Can you render every one of the records below as a row in a two-column CSV with the headers instruction and response, placing each record's text and its answer in one quoted field apiece and turning line breaks into spaces?

........

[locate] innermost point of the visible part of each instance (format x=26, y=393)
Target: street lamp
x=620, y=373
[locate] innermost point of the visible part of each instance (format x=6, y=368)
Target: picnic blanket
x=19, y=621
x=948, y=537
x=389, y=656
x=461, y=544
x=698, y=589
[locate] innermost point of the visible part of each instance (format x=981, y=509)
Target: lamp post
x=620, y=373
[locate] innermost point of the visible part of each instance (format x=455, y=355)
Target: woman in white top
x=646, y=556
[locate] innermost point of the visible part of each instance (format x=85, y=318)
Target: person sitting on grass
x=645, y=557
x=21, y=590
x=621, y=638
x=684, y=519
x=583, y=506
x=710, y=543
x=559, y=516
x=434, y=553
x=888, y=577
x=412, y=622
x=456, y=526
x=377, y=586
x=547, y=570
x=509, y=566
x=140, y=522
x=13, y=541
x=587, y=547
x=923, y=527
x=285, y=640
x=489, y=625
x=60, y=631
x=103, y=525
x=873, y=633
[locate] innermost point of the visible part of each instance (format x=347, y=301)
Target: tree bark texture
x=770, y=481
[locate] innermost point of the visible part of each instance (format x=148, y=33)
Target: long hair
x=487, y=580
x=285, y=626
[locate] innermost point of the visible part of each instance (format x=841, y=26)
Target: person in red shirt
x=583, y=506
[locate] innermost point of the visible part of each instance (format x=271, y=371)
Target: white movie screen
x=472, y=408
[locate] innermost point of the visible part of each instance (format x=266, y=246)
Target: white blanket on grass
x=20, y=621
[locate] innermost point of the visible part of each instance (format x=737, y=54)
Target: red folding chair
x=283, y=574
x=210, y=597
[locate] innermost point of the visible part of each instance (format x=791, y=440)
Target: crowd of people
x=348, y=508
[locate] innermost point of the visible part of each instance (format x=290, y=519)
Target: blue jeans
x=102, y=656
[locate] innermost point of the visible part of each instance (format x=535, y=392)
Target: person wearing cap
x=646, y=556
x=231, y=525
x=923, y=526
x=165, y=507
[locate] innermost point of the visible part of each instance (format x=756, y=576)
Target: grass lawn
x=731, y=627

........

## Exercise response
instruction,response
"[locate] innermost point of the visible part of each instance (format x=26, y=393) Target: street lamp","x=620, y=373"
"[locate] innermost point of the visible part of each instance (format x=6, y=368) Target: picnic blanket","x=19, y=621 x=948, y=537 x=389, y=656 x=461, y=544 x=698, y=589"
"[locate] innermost point of the visible part of each instance (format x=981, y=509) Target: lamp post","x=620, y=373"
"[locate] innermost point of the visible part of each instance (format x=455, y=355) Target: woman in white top","x=646, y=556"
"[locate] innermost point of the visible part of each instance (format x=85, y=318) Target: person sitting on grass","x=645, y=557 x=21, y=590 x=621, y=638 x=684, y=519 x=583, y=506 x=710, y=543 x=559, y=516 x=434, y=553 x=888, y=577 x=412, y=622 x=456, y=526 x=377, y=586 x=547, y=570 x=509, y=566 x=140, y=522 x=13, y=541 x=587, y=547 x=923, y=527 x=285, y=640 x=489, y=625 x=60, y=631 x=103, y=525 x=873, y=633"
"[locate] innermost point of the visible part of each instance (format x=347, y=301) Target: tree bark texture","x=770, y=481"
"[locate] innermost point of the visible part of each instance (format x=148, y=33) Target: long hair","x=487, y=580 x=285, y=626"
"[locate] innermost point of the visible part of each instance (format x=841, y=26) Target: person in red shirt","x=583, y=506"
"[locate] innermost point of the visible part of each instance (format x=271, y=371) Target: white movie screen","x=472, y=408"
"[locate] innermost point of the visible part of each instance (format x=266, y=246) Target: white blanket on grass","x=20, y=621"
"[locate] innermost point of the visible part of each instance (format x=737, y=54) Target: red folding chair","x=283, y=574 x=210, y=597"
"[locate] innermost point of the visible part of each instance (format x=791, y=440) Target: crowd of people","x=348, y=508"
"[locate] innermost point of the visible part of each instance (format x=290, y=519) Target: blue jeans","x=102, y=656"
"[locate] innermost point of the visible part of each instance (format x=535, y=392) Target: person wearing cap","x=646, y=556 x=231, y=525 x=923, y=526 x=165, y=507"
"[locate] innermost point of the visible part of each instance (format x=756, y=576) Target: grass lawn","x=731, y=627"